Page excerpt
More proof for the need of more common sense and reasonable gun safety laws.
[url=www.jointogether.org/gv/news/features/reader/0,2061,563597,00.html]Guns in Home Endanger Household Members, Study Says[/url]
6/4/2003
Feature Story
by Dick Dahl
A new study by a University of Pennsylvania researcher adds further evidence that guns in the home significantly increase risks of gun death and injury for occupants.
Douglas J. Wiebe, a scholar at the Firearms Injury Center at Penn (FICAP) found that people in households with guns are almost twice as likely to be victims of gun homicide than people in households without guns. Furthermore, he found that people were 16 times more likely to commit suicide with a gun if one is present in the home.
Wiebe's findings corroborate those of several other researchers, including Dr. Arthur Kellermann of Emory University, whose landmark reports in the New England Journal of Medicine in 1992 and 1993 first drew broad attention to the problem.
Wiebe, whose article appears in the June issue of the Annals of Emergency Medicine, told Join Together Online that he set out to re-examine the hypothesis that guns in the home comprise homicide and suicide risk factors for occupants, and his results are similar to the conclusions of others who have examined these relationships. For instance, Wiebe said, he found that homes with guns in them were more likely to have gun homicides, but they were not more likely to have non-gun homicides. This conclusion is important, he suggests, because one standard argument about gun-homicide statistics in the home is that people get guns for protection against threats in a dangerous neighborhood or dangerous situation. As he wrote in his article, "If these were viable explanations, a gun in the home should be associated...with homicide by all means."
Perhaps the most striking conclusion in Wiebe's study, though, is the degree to which guns in the home influence suicide. Other researchers had also found huge increases in the likelihood of gun suicide if a gun is in the home, but Wiebe's research found much stronger evidence than previous researchers that people will forego other methods and choose a gun if it is present. While part of the reason for the high gun-suicide rates in homes with guns can be explained by the fact that some people buy guns for that very purpose, Wiebe says that explanation is partial at best. He cited a 1997 article in the American Journal of Public Health by Peter Cummings which found that persons who have family members who bought a handgun are much more likely to kill themselves with a gun and that the effect persists long after the purchase.

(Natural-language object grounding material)
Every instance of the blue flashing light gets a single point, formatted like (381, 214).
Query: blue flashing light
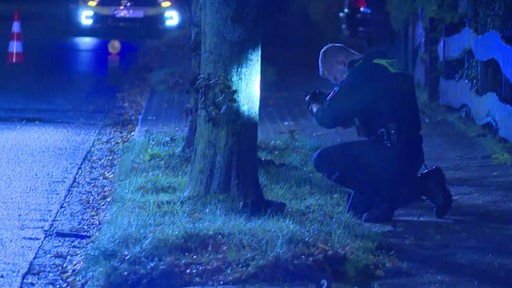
(365, 10)
(86, 17)
(172, 18)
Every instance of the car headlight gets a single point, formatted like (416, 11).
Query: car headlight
(86, 17)
(165, 4)
(172, 18)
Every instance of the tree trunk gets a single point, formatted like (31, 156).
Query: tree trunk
(224, 159)
(195, 39)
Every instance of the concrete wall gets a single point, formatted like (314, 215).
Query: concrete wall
(485, 108)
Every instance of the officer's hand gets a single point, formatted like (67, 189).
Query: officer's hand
(308, 100)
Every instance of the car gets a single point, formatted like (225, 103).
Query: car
(367, 21)
(161, 14)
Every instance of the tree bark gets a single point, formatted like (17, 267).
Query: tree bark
(224, 159)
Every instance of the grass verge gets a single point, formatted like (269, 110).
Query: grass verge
(155, 235)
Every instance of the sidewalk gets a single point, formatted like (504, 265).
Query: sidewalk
(471, 247)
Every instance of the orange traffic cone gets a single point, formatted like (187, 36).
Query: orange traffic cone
(15, 52)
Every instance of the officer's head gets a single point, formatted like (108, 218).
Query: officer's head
(333, 62)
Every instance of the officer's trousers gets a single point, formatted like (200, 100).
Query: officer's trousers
(384, 175)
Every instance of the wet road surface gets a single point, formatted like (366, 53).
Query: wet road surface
(52, 106)
(38, 164)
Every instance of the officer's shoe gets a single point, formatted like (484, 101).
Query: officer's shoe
(433, 183)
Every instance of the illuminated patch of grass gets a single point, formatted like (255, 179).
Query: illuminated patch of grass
(156, 235)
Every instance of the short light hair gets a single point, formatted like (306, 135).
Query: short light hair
(334, 50)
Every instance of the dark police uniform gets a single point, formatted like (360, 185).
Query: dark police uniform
(380, 101)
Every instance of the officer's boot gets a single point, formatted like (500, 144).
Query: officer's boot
(433, 187)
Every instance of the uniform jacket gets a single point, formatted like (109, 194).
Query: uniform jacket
(378, 98)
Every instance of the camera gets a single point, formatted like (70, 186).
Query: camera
(316, 96)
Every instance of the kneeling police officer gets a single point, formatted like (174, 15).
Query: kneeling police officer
(373, 95)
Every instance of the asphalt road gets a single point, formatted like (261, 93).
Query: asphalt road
(52, 106)
(39, 162)
(67, 75)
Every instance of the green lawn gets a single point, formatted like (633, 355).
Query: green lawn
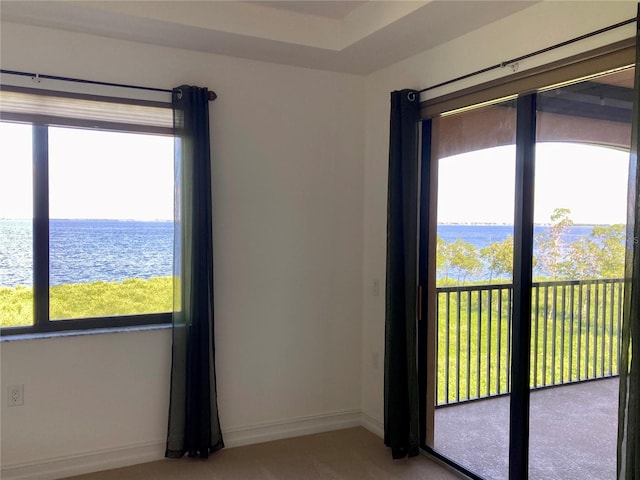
(95, 299)
(573, 337)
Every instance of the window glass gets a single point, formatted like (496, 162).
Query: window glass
(111, 223)
(16, 225)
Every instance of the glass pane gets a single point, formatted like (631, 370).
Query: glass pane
(476, 171)
(582, 161)
(16, 225)
(111, 223)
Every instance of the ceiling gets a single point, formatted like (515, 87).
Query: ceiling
(345, 36)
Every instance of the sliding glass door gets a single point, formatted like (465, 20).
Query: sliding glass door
(582, 163)
(528, 295)
(476, 164)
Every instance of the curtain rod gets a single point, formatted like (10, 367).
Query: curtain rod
(529, 55)
(36, 76)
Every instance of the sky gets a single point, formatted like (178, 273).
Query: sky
(89, 177)
(591, 181)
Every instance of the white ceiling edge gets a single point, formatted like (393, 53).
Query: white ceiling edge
(374, 35)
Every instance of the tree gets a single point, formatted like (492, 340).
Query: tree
(581, 260)
(550, 245)
(462, 258)
(499, 257)
(610, 249)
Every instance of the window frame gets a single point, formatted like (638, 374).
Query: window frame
(40, 218)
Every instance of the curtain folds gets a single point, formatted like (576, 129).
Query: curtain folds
(401, 402)
(194, 426)
(629, 406)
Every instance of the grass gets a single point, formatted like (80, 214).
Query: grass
(85, 300)
(575, 334)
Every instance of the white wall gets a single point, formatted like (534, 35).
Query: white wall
(535, 28)
(287, 199)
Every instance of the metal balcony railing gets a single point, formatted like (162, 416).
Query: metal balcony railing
(575, 336)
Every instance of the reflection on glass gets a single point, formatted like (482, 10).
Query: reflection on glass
(476, 170)
(111, 223)
(16, 225)
(580, 210)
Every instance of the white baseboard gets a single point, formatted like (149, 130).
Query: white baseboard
(295, 427)
(373, 425)
(88, 462)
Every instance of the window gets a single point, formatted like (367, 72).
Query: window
(86, 212)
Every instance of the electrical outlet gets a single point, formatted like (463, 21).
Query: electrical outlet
(375, 287)
(15, 395)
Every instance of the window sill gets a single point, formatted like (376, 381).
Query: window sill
(78, 333)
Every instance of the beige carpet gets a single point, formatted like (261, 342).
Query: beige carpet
(350, 454)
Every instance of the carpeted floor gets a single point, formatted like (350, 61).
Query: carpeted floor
(350, 454)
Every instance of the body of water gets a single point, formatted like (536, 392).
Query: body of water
(88, 250)
(112, 250)
(482, 235)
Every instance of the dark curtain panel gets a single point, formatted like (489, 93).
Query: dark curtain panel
(629, 407)
(194, 427)
(401, 403)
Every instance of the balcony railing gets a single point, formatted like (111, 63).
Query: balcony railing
(575, 336)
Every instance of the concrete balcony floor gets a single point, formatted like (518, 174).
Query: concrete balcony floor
(573, 432)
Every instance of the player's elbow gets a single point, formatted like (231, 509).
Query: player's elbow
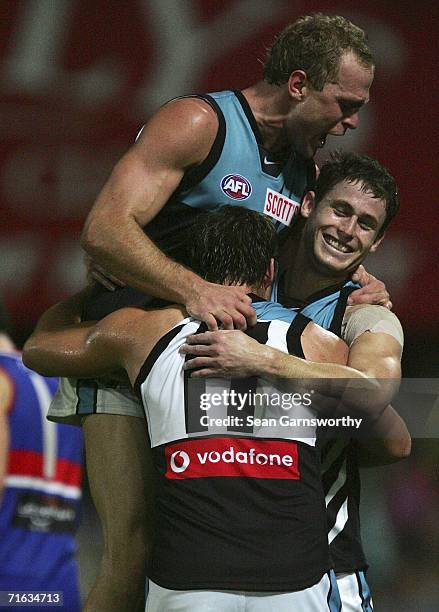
(93, 236)
(399, 448)
(33, 356)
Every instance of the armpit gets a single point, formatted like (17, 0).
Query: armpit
(375, 319)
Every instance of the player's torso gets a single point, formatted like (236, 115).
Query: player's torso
(39, 509)
(240, 503)
(238, 171)
(340, 473)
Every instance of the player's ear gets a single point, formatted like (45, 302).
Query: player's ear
(297, 84)
(308, 204)
(376, 244)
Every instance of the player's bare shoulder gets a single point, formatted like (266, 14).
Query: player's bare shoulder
(184, 127)
(370, 318)
(323, 346)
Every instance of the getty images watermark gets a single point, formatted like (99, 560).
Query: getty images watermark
(234, 409)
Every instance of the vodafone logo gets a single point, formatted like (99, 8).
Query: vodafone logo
(236, 187)
(179, 462)
(239, 457)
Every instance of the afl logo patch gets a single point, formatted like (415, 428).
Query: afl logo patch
(236, 186)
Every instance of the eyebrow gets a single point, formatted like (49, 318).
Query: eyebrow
(364, 218)
(353, 104)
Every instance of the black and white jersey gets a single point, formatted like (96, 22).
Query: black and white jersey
(341, 484)
(239, 497)
(340, 473)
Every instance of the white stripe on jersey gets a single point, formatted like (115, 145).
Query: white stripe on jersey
(163, 397)
(337, 484)
(39, 484)
(50, 439)
(342, 519)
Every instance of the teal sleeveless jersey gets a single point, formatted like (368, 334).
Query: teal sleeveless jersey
(326, 307)
(240, 171)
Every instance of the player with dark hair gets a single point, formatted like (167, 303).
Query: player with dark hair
(133, 339)
(40, 476)
(294, 565)
(354, 199)
(253, 148)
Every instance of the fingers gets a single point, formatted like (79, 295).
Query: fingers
(197, 362)
(102, 280)
(211, 322)
(232, 319)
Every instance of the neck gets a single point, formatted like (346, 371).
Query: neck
(261, 291)
(270, 106)
(302, 277)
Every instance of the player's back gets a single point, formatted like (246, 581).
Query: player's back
(39, 507)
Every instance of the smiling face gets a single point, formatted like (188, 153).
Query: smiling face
(342, 228)
(333, 110)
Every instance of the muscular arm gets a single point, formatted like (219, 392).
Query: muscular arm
(177, 138)
(6, 398)
(233, 354)
(378, 355)
(63, 346)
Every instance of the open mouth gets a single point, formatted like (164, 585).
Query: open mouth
(336, 244)
(322, 141)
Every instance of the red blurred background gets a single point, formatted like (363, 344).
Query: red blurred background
(79, 77)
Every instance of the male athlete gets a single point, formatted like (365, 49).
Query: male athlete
(40, 475)
(235, 245)
(253, 147)
(346, 216)
(212, 533)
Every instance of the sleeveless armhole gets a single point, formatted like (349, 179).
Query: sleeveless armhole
(195, 175)
(157, 350)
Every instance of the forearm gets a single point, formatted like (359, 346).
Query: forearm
(4, 446)
(390, 441)
(125, 251)
(355, 393)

Required action
Copy the gun-safety article again, starting with "More proof for" and going on through "in the home.", and switch "significantly" to "substantially". This material has nothing to do with the gun-safety article.

Result for this task
More proof for the need of more common sense and reasonable gun safety laws.
[url=www.jointogether.org/gv/news/features/reader/0,2061,563597,00.html]Guns in Home Endanger Household Members, Study Says[/url]
6/4/2003
Feature Story
by Dick Dahl
A new study by a University of Pennsylvania researcher adds further evidence that guns in the home substantially increase risks of gun death and injury for occupants.
Douglas J. Wiebe, a scholar at the Firearms Injury Center at Penn (FICAP) found that people in households with guns are almost twice as likely to be victims of gun homicide than people in households without guns. Furthermore, he found that people were 16 times more likely to commit suicide with a gun if one is present in the home.